Task:
From the records below, print only the part that opens with the line containing "point: the wood floor" and closes with the line containing "point: the stainless"; omit the pictures.

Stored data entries
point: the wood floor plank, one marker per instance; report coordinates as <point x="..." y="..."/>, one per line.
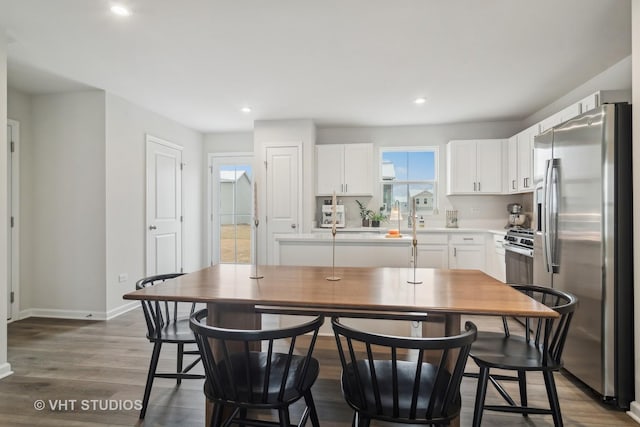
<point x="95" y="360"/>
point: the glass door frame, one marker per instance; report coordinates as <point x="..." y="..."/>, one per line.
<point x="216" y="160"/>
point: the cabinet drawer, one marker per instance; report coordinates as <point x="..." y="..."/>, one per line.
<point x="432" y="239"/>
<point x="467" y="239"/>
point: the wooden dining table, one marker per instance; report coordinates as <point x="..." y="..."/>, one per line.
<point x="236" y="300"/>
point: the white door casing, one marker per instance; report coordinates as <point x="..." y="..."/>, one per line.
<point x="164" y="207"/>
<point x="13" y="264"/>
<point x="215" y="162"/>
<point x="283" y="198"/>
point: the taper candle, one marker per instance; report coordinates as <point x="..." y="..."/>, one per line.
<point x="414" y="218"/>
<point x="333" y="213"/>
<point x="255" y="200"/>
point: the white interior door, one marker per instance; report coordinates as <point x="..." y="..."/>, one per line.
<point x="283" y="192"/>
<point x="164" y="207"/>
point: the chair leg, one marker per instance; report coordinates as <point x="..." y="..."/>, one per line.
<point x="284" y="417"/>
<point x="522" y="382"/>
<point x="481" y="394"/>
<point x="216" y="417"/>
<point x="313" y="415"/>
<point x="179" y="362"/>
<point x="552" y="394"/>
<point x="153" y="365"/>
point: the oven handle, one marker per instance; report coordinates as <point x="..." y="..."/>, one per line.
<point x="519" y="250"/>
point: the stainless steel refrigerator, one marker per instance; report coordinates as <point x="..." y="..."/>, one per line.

==

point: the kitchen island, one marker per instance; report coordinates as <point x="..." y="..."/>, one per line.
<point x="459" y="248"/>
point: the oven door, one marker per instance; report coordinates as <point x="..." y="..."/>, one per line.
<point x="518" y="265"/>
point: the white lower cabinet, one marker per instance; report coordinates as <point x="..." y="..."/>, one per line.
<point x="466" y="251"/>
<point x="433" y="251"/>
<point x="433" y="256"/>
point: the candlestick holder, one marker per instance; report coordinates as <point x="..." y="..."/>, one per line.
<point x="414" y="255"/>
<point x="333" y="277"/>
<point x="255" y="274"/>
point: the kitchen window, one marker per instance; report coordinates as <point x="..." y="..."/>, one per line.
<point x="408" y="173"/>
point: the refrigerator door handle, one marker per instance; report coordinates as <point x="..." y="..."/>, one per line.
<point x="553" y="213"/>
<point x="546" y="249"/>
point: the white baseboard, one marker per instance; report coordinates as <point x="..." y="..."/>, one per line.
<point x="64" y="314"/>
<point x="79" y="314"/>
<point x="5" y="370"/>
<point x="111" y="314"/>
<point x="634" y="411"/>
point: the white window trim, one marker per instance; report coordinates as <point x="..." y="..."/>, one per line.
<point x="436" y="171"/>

==

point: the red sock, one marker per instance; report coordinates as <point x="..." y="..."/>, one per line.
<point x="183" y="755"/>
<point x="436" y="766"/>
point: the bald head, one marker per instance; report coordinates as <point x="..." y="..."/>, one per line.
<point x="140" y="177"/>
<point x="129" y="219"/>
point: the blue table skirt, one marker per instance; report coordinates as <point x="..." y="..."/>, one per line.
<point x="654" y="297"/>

Response:
point: the wood floor plank, one marker per instance; report coordinates as <point x="..." y="..."/>, one per line.
<point x="95" y="360"/>
point: the glass door frame, one marker per instance; report coordinates as <point x="..." y="..."/>, one per line.
<point x="216" y="160"/>
point: the cabinet drawer, one marker per instance; report coordinates as <point x="..." y="..."/>, one per line.
<point x="432" y="239"/>
<point x="467" y="239"/>
point: the wooden dining table, one marker per instance; report coordinates as <point x="..." y="..."/>, one per line.
<point x="236" y="300"/>
point: the white door casing, one marker per instance; report coordinates as <point x="..." y="..."/>, one per line.
<point x="164" y="207"/>
<point x="13" y="264"/>
<point x="215" y="162"/>
<point x="283" y="198"/>
point: the taper candle, one marker per instance; report coordinates as <point x="..." y="..."/>, one per line.
<point x="414" y="218"/>
<point x="333" y="213"/>
<point x="255" y="200"/>
point: the white interior door, one marker per instance; report coordinates as <point x="..." y="..."/>, one per line.
<point x="283" y="192"/>
<point x="164" y="207"/>
point: the chair leg, one marker per instance; report coordinates as <point x="..." y="..."/>, one per line.
<point x="284" y="417"/>
<point x="522" y="382"/>
<point x="481" y="394"/>
<point x="216" y="417"/>
<point x="313" y="415"/>
<point x="179" y="362"/>
<point x="552" y="394"/>
<point x="153" y="365"/>
point: the oven handle, one marker per instance; report coordinates as <point x="..." y="..."/>, one per line.
<point x="519" y="250"/>
point: the stainless steel refrigerator, one marker per instance; report coordinates as <point x="..." y="..."/>, one per line.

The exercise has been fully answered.